Passage.

══════════

Matthews v. State, 352 Ark. 166, 99 S.W.3d 403 (2003)

March 6, 2003 · Arkansas Supreme Court · CR 01-1135
352 Ark. 166, 99 S.W.3d 403

Anthony Tyrone MATTHEWS v. STATE of Arkansas

CR 01-1135

99 S.W.3d 403

Supreme Court of Arkansas

Opinion delivered March 6, 2003

*168C. Scott Nance, for appellant.

J. Leon Johnson, Att’y Gen., by: Kent G. Holt, Ass’t Att’y Gen., for appellee.

WH. “Dub” Arnold, Chief Justice.

Appellant, Anthony Tyrone Matthews, brings ce. appeal from his conviction of first-degree murder and life sentence imposed in connection with the shooting death of Alfredo Resendiz, which occurred on October 27, 2000, in Newport, Arkansas. Appellant asserts the following three points on appeal:

1) The trial court erred when it denied the appellant’s motion in limine to exclude overly prejudicial photographs of the crime scene;
2) The trial court erred when it denied the appellant’s objection to overly prejudicial evidence being admitted into evidence;
*1693) The trial court erred when it allowed the use of an uncertified interpreter at the trial.

Finding no error, we affirm.

══════════

Required actions.
(1) According to the opinion, on what date did the shooting death of Alfredo Resendiz occur?
(2) Restate the opinion word for word, everything from "1) The trial" down to "at the trial.".
The records come from a separate source, not from the opinion.

══════════

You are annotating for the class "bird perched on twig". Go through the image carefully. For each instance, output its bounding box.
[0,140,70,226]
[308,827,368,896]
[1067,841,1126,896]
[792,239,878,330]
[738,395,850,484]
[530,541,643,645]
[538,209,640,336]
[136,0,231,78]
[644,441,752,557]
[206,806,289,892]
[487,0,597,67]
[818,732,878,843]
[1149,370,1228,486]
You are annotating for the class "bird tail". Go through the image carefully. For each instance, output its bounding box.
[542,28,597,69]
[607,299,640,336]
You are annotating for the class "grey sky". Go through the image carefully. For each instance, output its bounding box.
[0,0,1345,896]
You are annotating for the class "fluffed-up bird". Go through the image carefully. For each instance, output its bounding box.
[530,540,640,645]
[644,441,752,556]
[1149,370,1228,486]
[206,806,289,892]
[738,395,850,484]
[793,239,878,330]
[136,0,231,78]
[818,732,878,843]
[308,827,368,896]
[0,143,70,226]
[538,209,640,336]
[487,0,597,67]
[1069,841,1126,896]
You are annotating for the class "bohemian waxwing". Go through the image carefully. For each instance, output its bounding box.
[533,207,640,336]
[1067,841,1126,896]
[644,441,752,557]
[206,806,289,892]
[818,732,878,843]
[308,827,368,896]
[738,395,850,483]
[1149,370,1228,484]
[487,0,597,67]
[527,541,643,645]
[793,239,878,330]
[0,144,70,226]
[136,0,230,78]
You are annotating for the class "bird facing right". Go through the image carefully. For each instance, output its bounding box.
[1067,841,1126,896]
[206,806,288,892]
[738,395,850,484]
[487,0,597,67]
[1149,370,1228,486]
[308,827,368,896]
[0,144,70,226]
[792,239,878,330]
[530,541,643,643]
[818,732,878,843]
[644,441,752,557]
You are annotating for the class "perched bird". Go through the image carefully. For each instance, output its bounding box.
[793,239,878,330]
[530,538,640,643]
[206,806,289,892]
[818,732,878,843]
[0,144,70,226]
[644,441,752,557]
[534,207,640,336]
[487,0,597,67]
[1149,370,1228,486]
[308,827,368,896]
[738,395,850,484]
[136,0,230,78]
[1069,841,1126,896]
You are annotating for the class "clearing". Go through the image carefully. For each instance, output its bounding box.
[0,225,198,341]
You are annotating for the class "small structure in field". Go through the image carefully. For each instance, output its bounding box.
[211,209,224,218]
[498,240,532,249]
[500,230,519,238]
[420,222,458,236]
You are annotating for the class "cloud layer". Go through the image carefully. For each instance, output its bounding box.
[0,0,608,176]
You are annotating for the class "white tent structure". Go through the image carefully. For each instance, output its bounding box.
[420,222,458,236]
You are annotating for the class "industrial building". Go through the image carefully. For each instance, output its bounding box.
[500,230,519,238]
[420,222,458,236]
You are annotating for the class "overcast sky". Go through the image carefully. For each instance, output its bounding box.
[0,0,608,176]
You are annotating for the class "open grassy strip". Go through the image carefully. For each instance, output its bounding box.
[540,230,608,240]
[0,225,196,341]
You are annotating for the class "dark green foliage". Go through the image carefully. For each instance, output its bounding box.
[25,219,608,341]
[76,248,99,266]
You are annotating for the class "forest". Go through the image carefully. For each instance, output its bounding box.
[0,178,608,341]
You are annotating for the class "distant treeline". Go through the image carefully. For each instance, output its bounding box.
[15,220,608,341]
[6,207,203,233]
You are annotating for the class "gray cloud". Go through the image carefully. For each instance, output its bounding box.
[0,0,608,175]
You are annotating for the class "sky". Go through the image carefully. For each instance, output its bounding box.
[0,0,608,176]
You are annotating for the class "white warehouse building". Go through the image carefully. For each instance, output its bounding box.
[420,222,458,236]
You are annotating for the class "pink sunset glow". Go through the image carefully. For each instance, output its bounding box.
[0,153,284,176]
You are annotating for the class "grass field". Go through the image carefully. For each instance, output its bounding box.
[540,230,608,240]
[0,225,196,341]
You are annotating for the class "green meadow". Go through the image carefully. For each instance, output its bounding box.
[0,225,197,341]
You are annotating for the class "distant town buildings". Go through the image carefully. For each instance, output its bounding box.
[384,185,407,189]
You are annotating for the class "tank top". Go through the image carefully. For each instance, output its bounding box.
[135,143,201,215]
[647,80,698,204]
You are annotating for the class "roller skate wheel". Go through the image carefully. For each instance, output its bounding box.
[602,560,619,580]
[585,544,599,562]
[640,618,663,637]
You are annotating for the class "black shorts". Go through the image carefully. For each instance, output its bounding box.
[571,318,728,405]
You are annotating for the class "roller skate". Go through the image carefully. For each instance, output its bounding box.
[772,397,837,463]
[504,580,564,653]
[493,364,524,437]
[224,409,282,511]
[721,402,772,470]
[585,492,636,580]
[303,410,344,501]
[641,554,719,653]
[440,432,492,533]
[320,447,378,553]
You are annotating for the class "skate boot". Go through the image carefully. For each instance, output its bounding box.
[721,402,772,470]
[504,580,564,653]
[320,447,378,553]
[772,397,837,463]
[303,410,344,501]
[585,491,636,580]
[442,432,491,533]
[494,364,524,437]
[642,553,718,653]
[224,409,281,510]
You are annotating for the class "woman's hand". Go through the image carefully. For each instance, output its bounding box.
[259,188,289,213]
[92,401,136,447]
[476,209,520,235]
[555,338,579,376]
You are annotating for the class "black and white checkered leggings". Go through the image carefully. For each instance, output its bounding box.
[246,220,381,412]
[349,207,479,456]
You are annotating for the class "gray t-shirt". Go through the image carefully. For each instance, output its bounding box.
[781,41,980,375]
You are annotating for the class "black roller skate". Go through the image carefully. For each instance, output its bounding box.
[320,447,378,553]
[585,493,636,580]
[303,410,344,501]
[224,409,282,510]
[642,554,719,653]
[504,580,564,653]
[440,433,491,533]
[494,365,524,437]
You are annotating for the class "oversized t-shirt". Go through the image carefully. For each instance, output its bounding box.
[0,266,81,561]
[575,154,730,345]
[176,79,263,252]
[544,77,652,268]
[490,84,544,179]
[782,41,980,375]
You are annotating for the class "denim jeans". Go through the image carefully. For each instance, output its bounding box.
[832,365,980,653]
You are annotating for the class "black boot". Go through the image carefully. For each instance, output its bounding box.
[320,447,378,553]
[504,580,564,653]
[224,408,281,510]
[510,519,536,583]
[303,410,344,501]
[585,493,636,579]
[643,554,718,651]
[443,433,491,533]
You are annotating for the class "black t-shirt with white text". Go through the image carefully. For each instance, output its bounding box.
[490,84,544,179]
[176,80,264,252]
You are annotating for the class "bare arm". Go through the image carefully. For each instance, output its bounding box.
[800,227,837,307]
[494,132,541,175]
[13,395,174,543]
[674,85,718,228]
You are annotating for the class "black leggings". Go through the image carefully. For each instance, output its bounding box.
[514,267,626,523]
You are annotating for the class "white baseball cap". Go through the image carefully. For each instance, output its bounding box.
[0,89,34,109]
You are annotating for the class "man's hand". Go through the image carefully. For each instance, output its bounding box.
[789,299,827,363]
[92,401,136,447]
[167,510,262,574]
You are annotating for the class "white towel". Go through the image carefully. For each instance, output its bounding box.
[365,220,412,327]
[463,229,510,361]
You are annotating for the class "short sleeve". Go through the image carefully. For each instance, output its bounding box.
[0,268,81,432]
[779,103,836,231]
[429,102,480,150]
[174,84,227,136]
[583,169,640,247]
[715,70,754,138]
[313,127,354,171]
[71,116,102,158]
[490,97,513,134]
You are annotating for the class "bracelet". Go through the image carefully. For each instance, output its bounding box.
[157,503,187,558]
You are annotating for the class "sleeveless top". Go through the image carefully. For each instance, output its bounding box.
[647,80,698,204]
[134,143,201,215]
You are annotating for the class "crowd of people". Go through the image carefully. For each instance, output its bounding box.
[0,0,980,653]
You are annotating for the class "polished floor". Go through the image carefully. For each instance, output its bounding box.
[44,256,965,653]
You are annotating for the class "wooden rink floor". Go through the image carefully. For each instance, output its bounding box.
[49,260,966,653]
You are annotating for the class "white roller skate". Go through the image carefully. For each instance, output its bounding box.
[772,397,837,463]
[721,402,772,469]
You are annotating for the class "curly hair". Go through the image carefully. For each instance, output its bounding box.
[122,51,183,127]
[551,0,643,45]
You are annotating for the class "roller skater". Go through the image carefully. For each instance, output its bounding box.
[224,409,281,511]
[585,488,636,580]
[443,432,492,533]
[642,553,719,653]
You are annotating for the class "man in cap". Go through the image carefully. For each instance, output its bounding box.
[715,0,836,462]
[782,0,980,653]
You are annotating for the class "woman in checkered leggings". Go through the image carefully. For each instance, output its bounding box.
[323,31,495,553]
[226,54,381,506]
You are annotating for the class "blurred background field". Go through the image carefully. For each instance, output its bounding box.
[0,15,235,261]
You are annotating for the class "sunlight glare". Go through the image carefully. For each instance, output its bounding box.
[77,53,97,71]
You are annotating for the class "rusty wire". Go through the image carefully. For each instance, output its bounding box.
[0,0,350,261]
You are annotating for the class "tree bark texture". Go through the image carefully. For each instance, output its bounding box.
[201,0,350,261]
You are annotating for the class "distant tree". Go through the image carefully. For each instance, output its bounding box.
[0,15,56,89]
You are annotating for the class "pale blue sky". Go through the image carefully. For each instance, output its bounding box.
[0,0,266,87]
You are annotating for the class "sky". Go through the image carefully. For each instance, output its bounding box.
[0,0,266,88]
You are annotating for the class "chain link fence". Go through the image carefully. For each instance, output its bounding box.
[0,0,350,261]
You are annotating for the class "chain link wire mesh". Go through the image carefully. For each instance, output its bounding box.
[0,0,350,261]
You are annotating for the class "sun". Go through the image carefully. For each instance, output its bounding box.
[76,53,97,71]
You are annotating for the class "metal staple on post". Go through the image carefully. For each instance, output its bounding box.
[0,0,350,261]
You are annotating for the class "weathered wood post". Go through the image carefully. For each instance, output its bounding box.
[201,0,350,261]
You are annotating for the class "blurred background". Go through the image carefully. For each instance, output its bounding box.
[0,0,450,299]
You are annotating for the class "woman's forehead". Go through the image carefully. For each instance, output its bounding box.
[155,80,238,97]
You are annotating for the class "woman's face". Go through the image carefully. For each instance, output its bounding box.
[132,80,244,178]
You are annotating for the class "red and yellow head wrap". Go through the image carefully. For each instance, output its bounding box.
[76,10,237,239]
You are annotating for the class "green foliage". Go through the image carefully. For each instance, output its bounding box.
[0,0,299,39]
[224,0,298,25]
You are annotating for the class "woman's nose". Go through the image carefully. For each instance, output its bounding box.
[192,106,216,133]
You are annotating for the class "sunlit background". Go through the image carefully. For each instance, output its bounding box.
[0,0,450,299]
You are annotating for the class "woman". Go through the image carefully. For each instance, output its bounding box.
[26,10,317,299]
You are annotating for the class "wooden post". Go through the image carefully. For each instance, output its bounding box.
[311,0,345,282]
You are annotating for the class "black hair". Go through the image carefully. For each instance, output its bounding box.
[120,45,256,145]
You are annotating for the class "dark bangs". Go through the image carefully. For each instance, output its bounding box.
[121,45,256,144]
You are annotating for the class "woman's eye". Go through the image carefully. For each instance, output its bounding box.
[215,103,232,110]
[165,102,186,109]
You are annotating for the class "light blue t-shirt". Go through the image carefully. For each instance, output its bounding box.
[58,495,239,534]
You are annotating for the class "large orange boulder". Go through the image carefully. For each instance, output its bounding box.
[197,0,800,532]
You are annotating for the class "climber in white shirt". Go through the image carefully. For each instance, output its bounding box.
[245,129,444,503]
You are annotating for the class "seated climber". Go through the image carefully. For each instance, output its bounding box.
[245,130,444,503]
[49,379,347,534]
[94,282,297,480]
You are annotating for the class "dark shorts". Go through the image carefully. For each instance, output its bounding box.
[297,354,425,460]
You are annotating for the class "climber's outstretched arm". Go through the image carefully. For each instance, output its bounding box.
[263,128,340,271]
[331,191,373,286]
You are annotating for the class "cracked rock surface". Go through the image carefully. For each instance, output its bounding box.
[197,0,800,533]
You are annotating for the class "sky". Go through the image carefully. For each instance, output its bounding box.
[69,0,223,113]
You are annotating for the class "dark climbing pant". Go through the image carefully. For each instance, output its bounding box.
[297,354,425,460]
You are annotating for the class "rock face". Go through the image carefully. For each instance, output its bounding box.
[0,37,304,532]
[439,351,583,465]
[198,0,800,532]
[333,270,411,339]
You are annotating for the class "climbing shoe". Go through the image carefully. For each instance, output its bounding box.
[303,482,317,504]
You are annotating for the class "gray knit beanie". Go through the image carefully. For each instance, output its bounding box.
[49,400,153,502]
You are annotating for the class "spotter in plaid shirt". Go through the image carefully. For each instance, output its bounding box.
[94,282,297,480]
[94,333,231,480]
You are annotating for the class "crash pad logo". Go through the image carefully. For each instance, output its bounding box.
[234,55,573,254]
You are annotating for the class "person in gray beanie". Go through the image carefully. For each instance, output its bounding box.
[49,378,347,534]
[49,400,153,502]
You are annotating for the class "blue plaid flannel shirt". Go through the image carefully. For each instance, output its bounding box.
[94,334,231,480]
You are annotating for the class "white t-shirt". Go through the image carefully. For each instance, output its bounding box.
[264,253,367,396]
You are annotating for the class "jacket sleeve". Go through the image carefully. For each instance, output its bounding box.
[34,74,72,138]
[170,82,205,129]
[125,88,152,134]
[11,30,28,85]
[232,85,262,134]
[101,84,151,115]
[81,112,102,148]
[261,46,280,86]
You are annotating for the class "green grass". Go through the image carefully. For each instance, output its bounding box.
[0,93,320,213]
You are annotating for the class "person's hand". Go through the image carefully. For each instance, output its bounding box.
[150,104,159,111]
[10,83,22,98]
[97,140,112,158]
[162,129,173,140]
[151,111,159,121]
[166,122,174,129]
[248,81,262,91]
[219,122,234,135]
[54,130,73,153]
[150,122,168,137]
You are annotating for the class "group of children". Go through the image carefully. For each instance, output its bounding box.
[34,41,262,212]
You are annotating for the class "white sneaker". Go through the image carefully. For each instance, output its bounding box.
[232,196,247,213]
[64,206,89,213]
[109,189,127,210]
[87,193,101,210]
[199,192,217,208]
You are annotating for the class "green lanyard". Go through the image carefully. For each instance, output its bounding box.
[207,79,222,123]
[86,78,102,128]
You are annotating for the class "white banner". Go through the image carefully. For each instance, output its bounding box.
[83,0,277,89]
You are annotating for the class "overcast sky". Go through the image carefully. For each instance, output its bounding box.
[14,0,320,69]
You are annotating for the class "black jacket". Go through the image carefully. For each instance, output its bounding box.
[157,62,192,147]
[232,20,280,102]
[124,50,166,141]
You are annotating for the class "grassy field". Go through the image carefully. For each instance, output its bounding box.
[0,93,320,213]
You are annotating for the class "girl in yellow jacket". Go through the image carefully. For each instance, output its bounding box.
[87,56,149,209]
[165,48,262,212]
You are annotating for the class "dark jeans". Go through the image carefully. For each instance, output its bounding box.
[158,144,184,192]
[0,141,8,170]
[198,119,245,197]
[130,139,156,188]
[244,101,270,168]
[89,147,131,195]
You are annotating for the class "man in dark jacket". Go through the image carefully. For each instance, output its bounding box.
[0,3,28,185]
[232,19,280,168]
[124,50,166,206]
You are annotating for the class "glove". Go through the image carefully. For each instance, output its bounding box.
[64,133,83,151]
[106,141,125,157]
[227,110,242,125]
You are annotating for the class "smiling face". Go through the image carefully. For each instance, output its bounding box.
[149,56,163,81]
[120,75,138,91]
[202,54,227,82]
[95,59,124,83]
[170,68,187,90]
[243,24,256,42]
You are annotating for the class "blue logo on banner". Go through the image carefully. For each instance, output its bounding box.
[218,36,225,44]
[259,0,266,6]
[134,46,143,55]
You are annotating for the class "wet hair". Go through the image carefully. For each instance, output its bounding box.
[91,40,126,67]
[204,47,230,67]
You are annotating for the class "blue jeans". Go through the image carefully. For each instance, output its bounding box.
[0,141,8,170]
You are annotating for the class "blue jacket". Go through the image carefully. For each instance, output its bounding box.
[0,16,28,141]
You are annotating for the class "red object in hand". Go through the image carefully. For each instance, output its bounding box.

══════════

Answer list.
(1) October 27, 2000

(2)
1) The trial court erred when it denied the appellant’s motion in limine to exclude overly prejudicial photographs of the crime scene;
2) The trial court erred when it denied the appellant’s objection to overly prejudicial evidence being admitted into evidence;
*1693) The trial court erred when it allowed the use of an uncertified interpreter at the trial.